** Begin Supplied records **
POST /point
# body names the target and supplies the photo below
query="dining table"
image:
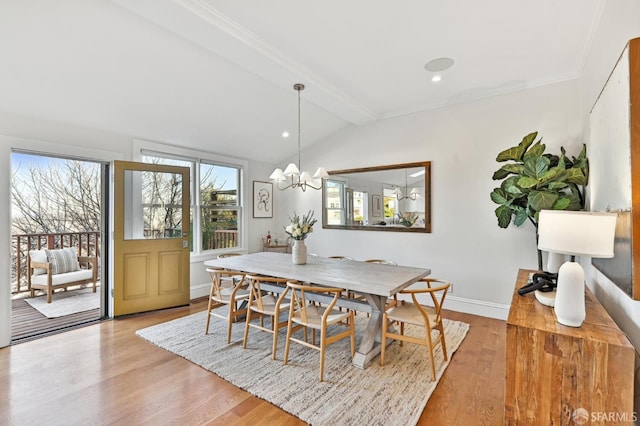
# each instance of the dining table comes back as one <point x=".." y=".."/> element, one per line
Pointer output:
<point x="376" y="282"/>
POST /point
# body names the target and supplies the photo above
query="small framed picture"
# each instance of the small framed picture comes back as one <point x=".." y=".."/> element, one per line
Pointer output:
<point x="376" y="206"/>
<point x="262" y="199"/>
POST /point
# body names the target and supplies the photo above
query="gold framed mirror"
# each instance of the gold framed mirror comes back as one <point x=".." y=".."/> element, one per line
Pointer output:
<point x="394" y="198"/>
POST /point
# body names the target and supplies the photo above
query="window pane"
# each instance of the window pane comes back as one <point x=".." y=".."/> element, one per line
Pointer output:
<point x="219" y="228"/>
<point x="153" y="205"/>
<point x="218" y="185"/>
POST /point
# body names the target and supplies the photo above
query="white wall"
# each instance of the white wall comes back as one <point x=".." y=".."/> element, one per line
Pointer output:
<point x="620" y="23"/>
<point x="466" y="245"/>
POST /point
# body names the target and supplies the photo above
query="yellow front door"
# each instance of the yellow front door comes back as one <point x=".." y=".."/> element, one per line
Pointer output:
<point x="151" y="237"/>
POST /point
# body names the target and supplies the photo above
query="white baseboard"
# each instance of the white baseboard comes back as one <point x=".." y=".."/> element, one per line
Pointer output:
<point x="200" y="290"/>
<point x="477" y="307"/>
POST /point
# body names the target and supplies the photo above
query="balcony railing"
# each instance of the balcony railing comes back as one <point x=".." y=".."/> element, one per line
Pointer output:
<point x="87" y="244"/>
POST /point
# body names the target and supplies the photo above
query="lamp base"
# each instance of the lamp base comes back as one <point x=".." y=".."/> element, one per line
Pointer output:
<point x="569" y="304"/>
<point x="547" y="298"/>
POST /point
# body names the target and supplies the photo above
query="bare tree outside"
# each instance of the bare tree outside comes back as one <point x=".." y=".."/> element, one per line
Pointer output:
<point x="55" y="196"/>
<point x="52" y="197"/>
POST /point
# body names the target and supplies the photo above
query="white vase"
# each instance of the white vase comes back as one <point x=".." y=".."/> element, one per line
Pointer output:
<point x="299" y="253"/>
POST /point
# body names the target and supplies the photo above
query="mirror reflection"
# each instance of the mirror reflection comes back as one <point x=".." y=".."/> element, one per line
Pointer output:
<point x="386" y="198"/>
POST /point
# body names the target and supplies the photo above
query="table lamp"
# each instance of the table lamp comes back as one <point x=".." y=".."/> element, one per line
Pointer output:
<point x="576" y="233"/>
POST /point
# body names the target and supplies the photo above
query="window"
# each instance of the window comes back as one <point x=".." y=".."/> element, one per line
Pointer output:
<point x="216" y="205"/>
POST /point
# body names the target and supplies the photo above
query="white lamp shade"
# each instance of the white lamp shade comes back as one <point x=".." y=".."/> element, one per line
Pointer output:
<point x="278" y="175"/>
<point x="577" y="233"/>
<point x="291" y="170"/>
<point x="306" y="177"/>
<point x="321" y="173"/>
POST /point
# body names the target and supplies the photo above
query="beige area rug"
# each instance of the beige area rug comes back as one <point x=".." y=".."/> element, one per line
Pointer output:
<point x="394" y="394"/>
<point x="66" y="302"/>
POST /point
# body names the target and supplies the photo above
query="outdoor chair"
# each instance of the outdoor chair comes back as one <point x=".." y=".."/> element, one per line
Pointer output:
<point x="60" y="268"/>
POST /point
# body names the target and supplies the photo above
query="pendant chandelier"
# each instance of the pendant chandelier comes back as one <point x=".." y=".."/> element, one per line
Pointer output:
<point x="292" y="176"/>
<point x="413" y="194"/>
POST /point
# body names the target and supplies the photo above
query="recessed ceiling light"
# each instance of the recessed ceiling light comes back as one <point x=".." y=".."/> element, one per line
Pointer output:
<point x="439" y="64"/>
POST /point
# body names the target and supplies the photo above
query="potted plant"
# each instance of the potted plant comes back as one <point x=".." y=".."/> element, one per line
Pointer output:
<point x="534" y="181"/>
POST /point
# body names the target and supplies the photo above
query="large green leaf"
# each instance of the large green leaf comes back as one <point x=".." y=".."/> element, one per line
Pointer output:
<point x="536" y="166"/>
<point x="541" y="200"/>
<point x="515" y="153"/>
<point x="576" y="176"/>
<point x="556" y="186"/>
<point x="508" y="169"/>
<point x="521" y="217"/>
<point x="526" y="182"/>
<point x="503" y="214"/>
<point x="562" y="203"/>
<point x="510" y="186"/>
<point x="534" y="152"/>
<point x="498" y="196"/>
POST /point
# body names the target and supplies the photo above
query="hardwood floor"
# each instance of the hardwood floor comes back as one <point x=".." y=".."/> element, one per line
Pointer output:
<point x="105" y="374"/>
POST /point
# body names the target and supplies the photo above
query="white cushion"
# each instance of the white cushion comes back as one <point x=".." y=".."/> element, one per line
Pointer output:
<point x="38" y="256"/>
<point x="63" y="260"/>
<point x="83" y="274"/>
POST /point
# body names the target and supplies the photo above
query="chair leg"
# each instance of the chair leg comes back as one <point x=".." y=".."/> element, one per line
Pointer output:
<point x="231" y="316"/>
<point x="383" y="337"/>
<point x="286" y="347"/>
<point x="433" y="361"/>
<point x="276" y="328"/>
<point x="323" y="347"/>
<point x="353" y="334"/>
<point x="206" y="328"/>
<point x="246" y="329"/>
<point x="444" y="345"/>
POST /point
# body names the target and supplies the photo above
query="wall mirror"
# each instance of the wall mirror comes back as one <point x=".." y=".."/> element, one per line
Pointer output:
<point x="393" y="198"/>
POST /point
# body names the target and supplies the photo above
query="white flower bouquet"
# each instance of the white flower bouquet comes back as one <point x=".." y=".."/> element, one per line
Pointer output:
<point x="298" y="230"/>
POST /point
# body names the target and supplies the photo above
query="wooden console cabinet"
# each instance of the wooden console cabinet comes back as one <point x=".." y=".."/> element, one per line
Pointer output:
<point x="554" y="370"/>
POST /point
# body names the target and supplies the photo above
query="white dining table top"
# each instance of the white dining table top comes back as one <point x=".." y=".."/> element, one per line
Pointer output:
<point x="360" y="277"/>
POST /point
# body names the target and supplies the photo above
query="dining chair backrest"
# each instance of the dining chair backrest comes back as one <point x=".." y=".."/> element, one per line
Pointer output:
<point x="256" y="295"/>
<point x="219" y="275"/>
<point x="382" y="261"/>
<point x="223" y="255"/>
<point x="419" y="315"/>
<point x="341" y="257"/>
<point x="437" y="289"/>
<point x="299" y="300"/>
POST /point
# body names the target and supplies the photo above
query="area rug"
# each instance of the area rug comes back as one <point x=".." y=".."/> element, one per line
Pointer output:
<point x="66" y="302"/>
<point x="396" y="393"/>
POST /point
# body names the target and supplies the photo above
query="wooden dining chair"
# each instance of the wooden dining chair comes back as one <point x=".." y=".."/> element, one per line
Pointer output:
<point x="235" y="297"/>
<point x="340" y="257"/>
<point x="263" y="304"/>
<point x="382" y="261"/>
<point x="303" y="315"/>
<point x="228" y="281"/>
<point x="429" y="317"/>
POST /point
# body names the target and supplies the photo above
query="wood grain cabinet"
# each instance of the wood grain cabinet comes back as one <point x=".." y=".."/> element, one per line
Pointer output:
<point x="555" y="373"/>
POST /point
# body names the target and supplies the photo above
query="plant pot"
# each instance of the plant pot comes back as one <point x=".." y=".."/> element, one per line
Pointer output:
<point x="299" y="253"/>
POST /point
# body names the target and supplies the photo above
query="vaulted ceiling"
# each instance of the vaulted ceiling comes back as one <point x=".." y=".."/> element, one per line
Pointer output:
<point x="218" y="74"/>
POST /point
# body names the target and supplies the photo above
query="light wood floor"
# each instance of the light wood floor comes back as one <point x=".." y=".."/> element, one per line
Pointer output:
<point x="105" y="374"/>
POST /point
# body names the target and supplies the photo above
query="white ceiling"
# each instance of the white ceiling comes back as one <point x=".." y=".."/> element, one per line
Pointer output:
<point x="218" y="74"/>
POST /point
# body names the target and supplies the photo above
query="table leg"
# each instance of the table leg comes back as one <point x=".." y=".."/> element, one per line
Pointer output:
<point x="370" y="343"/>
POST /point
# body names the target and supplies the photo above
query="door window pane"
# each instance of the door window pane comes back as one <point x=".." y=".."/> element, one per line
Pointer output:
<point x="153" y="205"/>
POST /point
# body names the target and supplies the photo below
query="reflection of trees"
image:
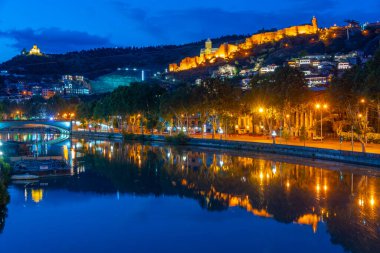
** End Supplied records **
◆ Exercise goal:
Locate each line above that contains the word "shade", and copy those lines.

◆ The reply:
query="white lamp shade"
# each instance of the white lamp shade comes back as one <point x=".." y=".."/> element, one per line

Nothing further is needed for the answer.